▸ Supplied material
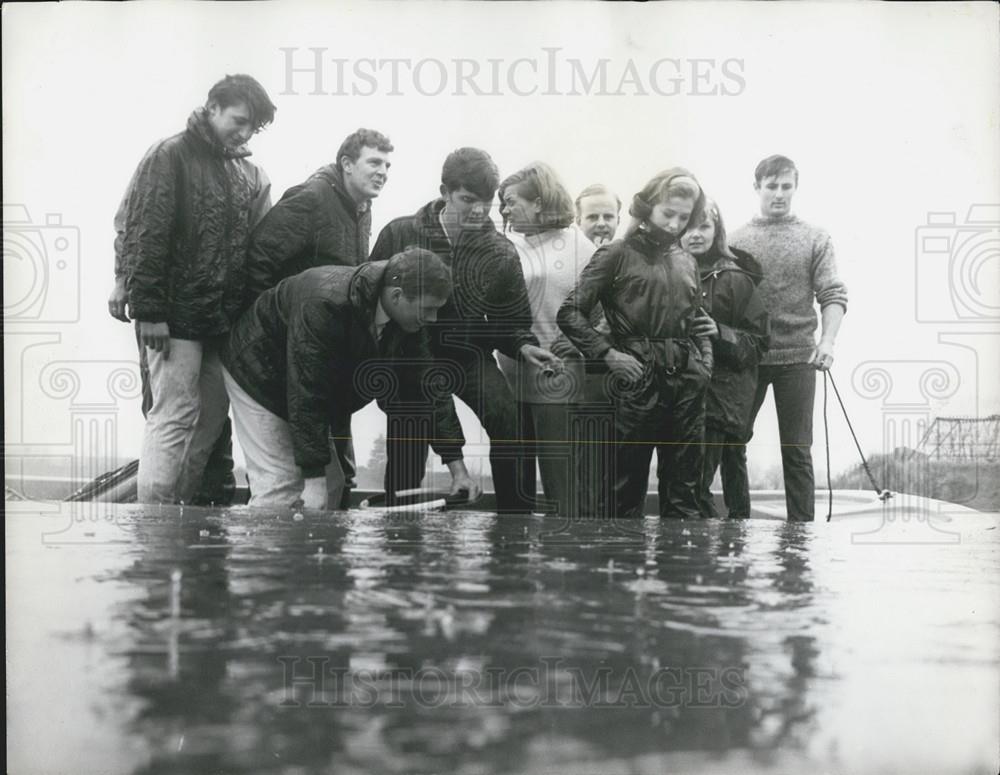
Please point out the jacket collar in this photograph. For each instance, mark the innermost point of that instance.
(651, 240)
(429, 220)
(333, 176)
(364, 288)
(744, 262)
(199, 127)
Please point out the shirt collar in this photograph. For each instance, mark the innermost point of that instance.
(381, 319)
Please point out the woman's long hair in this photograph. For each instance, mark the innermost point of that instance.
(539, 181)
(674, 182)
(720, 245)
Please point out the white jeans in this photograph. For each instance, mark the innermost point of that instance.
(266, 439)
(189, 408)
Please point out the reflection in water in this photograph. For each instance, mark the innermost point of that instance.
(256, 642)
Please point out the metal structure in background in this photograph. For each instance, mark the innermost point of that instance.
(963, 439)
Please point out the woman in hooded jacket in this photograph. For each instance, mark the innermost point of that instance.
(658, 352)
(729, 278)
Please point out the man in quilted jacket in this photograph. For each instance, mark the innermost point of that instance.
(319, 346)
(489, 310)
(186, 226)
(325, 221)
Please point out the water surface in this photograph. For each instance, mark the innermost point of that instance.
(189, 641)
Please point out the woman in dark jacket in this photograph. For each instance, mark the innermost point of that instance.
(729, 278)
(658, 352)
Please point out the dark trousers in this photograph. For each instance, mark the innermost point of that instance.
(486, 392)
(668, 415)
(730, 453)
(218, 483)
(568, 442)
(794, 388)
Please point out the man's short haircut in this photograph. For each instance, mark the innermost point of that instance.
(472, 169)
(597, 189)
(418, 272)
(362, 138)
(234, 89)
(773, 166)
(539, 181)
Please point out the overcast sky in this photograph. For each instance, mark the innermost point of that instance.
(889, 110)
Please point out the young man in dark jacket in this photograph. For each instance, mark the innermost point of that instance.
(325, 221)
(316, 348)
(729, 279)
(184, 238)
(488, 310)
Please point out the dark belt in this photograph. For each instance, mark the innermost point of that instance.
(669, 354)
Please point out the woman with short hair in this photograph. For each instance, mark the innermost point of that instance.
(539, 219)
(659, 351)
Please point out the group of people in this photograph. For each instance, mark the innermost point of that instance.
(579, 353)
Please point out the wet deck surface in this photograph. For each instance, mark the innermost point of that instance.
(199, 641)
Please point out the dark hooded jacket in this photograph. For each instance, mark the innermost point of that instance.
(185, 231)
(489, 307)
(315, 223)
(731, 298)
(649, 288)
(306, 351)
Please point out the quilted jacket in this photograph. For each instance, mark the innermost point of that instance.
(186, 227)
(649, 288)
(306, 351)
(314, 224)
(731, 298)
(489, 308)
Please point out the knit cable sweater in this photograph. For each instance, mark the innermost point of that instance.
(799, 266)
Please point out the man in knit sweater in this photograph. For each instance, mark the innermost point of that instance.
(799, 267)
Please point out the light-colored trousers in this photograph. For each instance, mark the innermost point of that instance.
(275, 480)
(189, 409)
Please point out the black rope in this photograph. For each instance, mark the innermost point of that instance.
(826, 436)
(882, 494)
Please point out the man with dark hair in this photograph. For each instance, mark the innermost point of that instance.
(297, 364)
(799, 267)
(489, 310)
(325, 221)
(598, 211)
(183, 231)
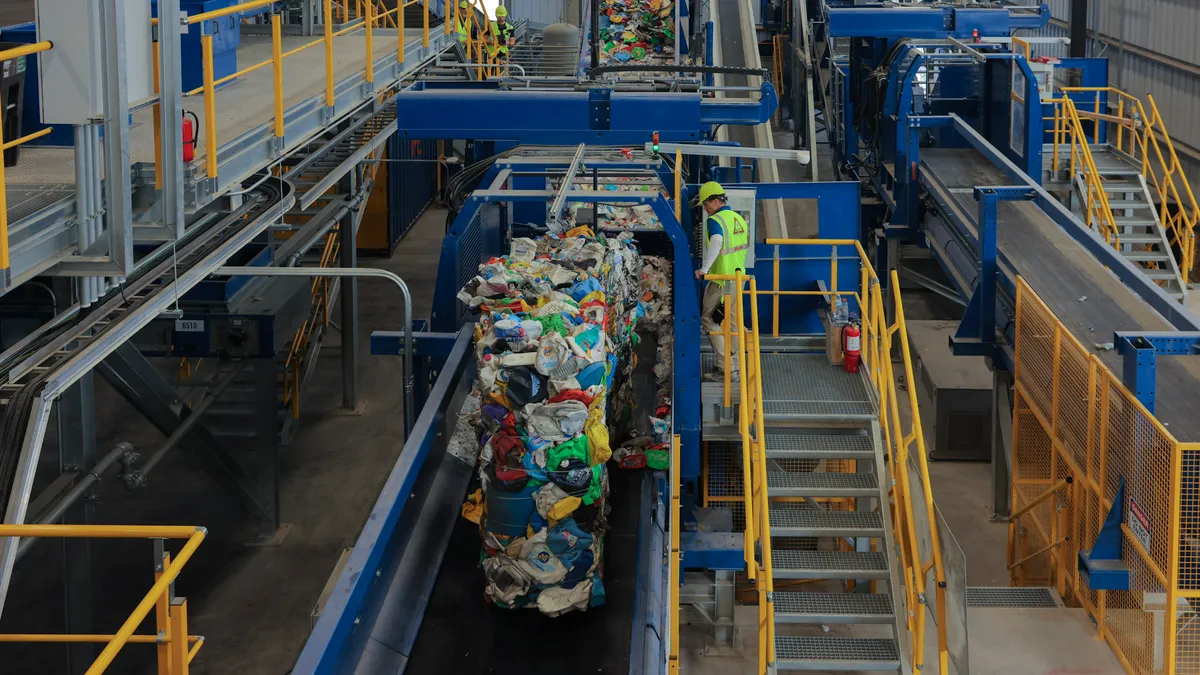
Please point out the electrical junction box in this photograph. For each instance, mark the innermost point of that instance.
(954, 394)
(71, 75)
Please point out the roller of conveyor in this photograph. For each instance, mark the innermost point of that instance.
(1085, 296)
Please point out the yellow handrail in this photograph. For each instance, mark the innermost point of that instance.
(177, 646)
(1179, 210)
(369, 21)
(227, 11)
(1097, 210)
(877, 347)
(676, 559)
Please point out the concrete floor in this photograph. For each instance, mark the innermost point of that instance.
(251, 603)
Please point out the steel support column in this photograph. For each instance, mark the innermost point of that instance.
(171, 165)
(1001, 444)
(267, 446)
(118, 185)
(77, 453)
(349, 310)
(136, 380)
(1078, 29)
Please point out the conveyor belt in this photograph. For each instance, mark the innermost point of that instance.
(1085, 296)
(462, 633)
(733, 54)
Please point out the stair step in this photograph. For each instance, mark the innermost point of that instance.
(833, 608)
(1159, 274)
(823, 523)
(795, 652)
(1144, 256)
(1121, 186)
(820, 484)
(828, 565)
(1140, 239)
(787, 444)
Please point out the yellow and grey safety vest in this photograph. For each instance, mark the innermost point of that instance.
(735, 242)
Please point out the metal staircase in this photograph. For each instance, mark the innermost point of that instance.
(840, 539)
(1115, 163)
(852, 548)
(1139, 233)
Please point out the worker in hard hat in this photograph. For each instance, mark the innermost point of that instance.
(729, 238)
(504, 34)
(462, 23)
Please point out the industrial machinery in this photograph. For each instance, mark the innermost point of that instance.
(209, 261)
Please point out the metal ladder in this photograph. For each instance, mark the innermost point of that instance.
(867, 562)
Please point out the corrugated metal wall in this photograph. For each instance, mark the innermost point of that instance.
(544, 12)
(1152, 48)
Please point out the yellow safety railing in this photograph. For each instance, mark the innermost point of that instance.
(177, 647)
(1068, 129)
(367, 17)
(1143, 135)
(905, 443)
(15, 53)
(1078, 435)
(676, 559)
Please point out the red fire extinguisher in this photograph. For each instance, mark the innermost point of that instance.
(851, 347)
(191, 127)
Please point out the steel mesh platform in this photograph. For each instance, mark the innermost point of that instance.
(837, 653)
(819, 521)
(801, 387)
(28, 199)
(1003, 596)
(829, 607)
(798, 444)
(828, 565)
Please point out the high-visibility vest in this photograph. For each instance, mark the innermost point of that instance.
(735, 243)
(502, 33)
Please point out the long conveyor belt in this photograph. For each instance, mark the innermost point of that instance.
(423, 611)
(1085, 296)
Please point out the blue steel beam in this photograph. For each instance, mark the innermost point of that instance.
(1129, 274)
(935, 22)
(568, 118)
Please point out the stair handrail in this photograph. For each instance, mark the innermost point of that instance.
(1069, 125)
(877, 346)
(1161, 168)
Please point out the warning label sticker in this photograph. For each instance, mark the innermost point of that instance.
(1139, 524)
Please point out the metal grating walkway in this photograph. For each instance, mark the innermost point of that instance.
(803, 387)
(1003, 596)
(835, 653)
(833, 608)
(784, 443)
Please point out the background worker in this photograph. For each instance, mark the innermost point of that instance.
(729, 238)
(504, 33)
(462, 24)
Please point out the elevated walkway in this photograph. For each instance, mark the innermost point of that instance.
(238, 136)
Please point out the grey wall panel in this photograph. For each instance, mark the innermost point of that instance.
(544, 12)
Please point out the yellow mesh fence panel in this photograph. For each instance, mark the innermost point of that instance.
(1073, 418)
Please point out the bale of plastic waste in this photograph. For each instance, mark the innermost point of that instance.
(556, 317)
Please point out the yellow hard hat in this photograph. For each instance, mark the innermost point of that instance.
(709, 190)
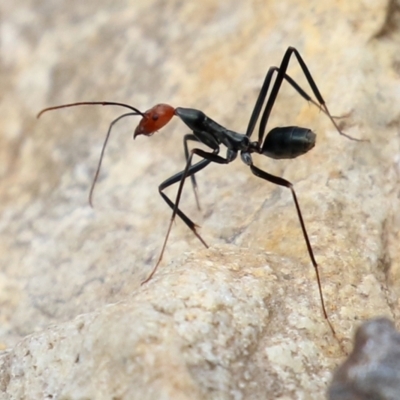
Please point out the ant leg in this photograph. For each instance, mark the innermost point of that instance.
(186, 138)
(181, 176)
(283, 182)
(263, 94)
(275, 89)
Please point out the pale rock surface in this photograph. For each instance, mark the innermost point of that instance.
(242, 319)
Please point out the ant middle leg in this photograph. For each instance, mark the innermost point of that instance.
(181, 177)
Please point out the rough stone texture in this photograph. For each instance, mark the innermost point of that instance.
(231, 322)
(372, 370)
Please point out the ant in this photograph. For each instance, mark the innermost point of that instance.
(279, 143)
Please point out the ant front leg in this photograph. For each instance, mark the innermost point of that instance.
(186, 138)
(181, 177)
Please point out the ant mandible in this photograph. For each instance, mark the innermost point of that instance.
(279, 143)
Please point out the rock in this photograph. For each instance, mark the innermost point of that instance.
(372, 370)
(60, 259)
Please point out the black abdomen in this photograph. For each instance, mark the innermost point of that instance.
(288, 142)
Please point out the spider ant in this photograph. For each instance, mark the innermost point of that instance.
(279, 143)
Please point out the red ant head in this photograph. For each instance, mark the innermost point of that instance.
(154, 119)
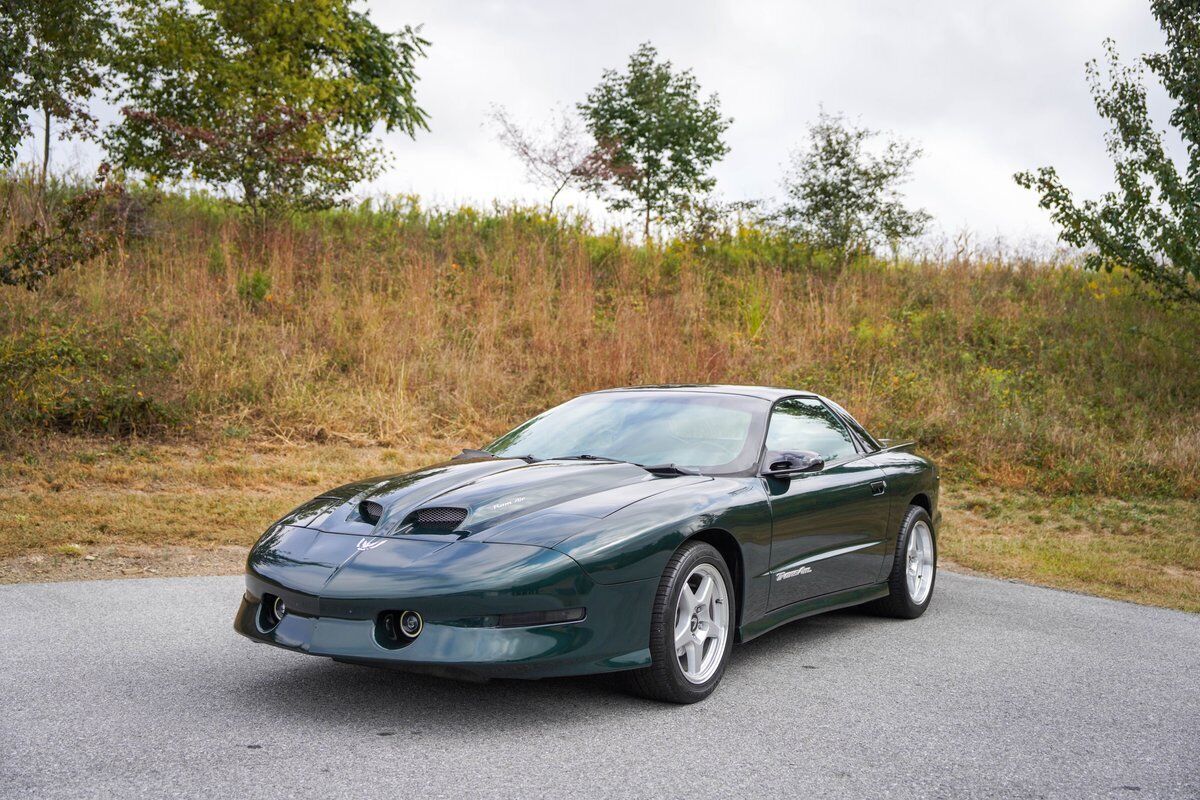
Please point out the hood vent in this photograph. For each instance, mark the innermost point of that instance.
(444, 517)
(371, 511)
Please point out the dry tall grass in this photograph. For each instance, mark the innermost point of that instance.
(397, 328)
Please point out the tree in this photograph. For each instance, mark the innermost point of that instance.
(659, 138)
(53, 58)
(845, 198)
(555, 156)
(1150, 224)
(271, 100)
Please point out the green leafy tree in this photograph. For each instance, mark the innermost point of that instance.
(1150, 223)
(53, 55)
(658, 137)
(274, 101)
(845, 198)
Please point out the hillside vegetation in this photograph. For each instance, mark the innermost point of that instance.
(415, 329)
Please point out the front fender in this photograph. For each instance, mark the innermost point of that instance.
(636, 542)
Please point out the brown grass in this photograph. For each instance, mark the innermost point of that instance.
(402, 329)
(111, 509)
(204, 379)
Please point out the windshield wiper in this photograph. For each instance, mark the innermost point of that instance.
(654, 469)
(471, 452)
(591, 457)
(669, 469)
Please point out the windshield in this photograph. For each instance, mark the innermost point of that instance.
(707, 432)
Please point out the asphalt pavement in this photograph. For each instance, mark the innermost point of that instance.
(141, 689)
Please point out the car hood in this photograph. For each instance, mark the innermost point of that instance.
(496, 499)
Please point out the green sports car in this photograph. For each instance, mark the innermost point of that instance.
(636, 530)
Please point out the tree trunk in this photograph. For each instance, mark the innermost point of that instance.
(550, 210)
(46, 149)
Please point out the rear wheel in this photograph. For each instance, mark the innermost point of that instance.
(911, 583)
(691, 627)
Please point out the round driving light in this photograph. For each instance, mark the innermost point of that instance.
(411, 624)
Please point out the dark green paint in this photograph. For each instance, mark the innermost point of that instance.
(569, 534)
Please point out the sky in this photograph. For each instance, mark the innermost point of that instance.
(985, 88)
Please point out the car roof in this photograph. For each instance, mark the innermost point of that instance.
(763, 392)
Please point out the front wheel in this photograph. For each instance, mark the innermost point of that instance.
(911, 583)
(691, 627)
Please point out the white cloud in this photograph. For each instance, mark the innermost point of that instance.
(987, 88)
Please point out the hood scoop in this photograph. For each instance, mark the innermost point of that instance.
(431, 518)
(439, 517)
(371, 511)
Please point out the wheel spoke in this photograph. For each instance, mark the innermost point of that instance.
(687, 600)
(705, 593)
(683, 636)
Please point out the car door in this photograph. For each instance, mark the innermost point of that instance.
(828, 525)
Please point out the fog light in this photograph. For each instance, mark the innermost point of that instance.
(411, 624)
(270, 611)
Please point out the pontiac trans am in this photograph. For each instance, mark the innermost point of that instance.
(637, 530)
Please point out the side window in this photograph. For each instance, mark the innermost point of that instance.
(805, 423)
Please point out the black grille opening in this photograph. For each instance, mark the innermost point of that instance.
(444, 517)
(371, 511)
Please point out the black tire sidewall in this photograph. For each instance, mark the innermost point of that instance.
(916, 513)
(664, 647)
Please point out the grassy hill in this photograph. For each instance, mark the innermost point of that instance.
(395, 330)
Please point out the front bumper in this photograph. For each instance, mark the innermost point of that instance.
(336, 589)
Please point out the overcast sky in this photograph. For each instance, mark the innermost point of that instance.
(985, 88)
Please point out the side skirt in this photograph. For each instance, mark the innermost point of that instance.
(810, 607)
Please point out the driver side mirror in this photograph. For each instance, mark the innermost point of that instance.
(786, 464)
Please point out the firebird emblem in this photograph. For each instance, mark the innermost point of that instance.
(792, 573)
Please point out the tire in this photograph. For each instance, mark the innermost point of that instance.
(900, 601)
(667, 678)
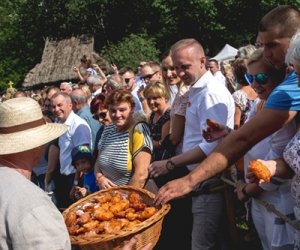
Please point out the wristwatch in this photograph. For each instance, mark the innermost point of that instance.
(170, 165)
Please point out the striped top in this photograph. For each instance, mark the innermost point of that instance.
(115, 160)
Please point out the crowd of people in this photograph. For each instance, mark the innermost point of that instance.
(152, 123)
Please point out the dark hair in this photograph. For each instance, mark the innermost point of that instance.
(119, 96)
(97, 100)
(286, 17)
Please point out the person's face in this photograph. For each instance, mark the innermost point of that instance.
(213, 67)
(148, 75)
(168, 72)
(156, 103)
(120, 114)
(128, 80)
(64, 88)
(103, 116)
(141, 64)
(189, 65)
(83, 165)
(275, 47)
(61, 108)
(263, 90)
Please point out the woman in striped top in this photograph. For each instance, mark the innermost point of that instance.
(120, 161)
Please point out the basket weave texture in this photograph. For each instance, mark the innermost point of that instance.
(145, 232)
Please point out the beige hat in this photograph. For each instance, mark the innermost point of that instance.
(22, 126)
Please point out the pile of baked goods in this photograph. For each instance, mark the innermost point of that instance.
(108, 213)
(260, 170)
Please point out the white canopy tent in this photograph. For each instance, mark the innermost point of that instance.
(226, 54)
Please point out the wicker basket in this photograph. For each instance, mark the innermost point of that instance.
(145, 232)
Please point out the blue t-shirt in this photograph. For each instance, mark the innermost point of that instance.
(89, 182)
(285, 96)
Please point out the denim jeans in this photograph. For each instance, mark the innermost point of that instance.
(207, 210)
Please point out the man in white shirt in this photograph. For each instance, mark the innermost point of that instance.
(215, 70)
(78, 133)
(207, 99)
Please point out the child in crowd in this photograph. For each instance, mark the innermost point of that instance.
(83, 161)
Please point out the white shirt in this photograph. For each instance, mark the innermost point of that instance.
(220, 77)
(78, 133)
(207, 99)
(98, 91)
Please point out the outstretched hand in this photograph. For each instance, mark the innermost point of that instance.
(214, 131)
(130, 245)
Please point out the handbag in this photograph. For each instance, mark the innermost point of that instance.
(150, 184)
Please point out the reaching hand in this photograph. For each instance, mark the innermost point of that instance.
(172, 190)
(158, 168)
(214, 131)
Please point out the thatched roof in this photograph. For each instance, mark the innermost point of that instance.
(58, 60)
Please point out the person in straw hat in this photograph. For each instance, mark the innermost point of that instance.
(28, 218)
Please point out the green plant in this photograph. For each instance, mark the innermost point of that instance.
(131, 50)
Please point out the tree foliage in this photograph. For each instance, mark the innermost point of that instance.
(131, 50)
(125, 31)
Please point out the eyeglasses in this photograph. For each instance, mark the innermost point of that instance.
(101, 115)
(127, 80)
(260, 78)
(149, 76)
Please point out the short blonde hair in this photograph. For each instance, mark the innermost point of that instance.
(158, 89)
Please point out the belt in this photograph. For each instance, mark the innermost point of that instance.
(209, 186)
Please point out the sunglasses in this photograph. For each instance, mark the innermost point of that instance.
(127, 80)
(149, 76)
(101, 115)
(260, 78)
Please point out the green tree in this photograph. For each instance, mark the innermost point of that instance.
(130, 50)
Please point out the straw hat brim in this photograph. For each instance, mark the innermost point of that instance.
(30, 138)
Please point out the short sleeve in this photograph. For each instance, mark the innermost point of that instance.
(141, 138)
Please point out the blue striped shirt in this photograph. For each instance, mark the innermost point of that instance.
(115, 158)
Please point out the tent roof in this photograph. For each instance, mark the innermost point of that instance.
(228, 52)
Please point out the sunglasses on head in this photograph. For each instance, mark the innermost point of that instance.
(260, 78)
(149, 76)
(127, 80)
(101, 115)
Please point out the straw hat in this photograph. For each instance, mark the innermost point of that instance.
(22, 126)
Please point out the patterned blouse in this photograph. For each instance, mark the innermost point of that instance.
(115, 159)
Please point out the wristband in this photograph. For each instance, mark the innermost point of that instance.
(244, 192)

▸ Problem
In the records above, find the line containing "Please point out the sunglasses on"; please retype it and every line after it through the last line, exactly and with nothing else.

▸ Answer to this problem
Please point out the sunglasses on head in this photograph. For each instance, mark the innermost point of that instance.
(260, 78)
(149, 76)
(127, 80)
(101, 115)
Please point out the straw hat in this photograph. For each instance, mark the innermost point of that instance.
(22, 126)
Please point out the patterned blouse in this photograph. For each instance, mark the innermost point of that instance.
(115, 159)
Please point out the wristband in this photograph. For each instance, mark the innermost point of that instance.
(244, 192)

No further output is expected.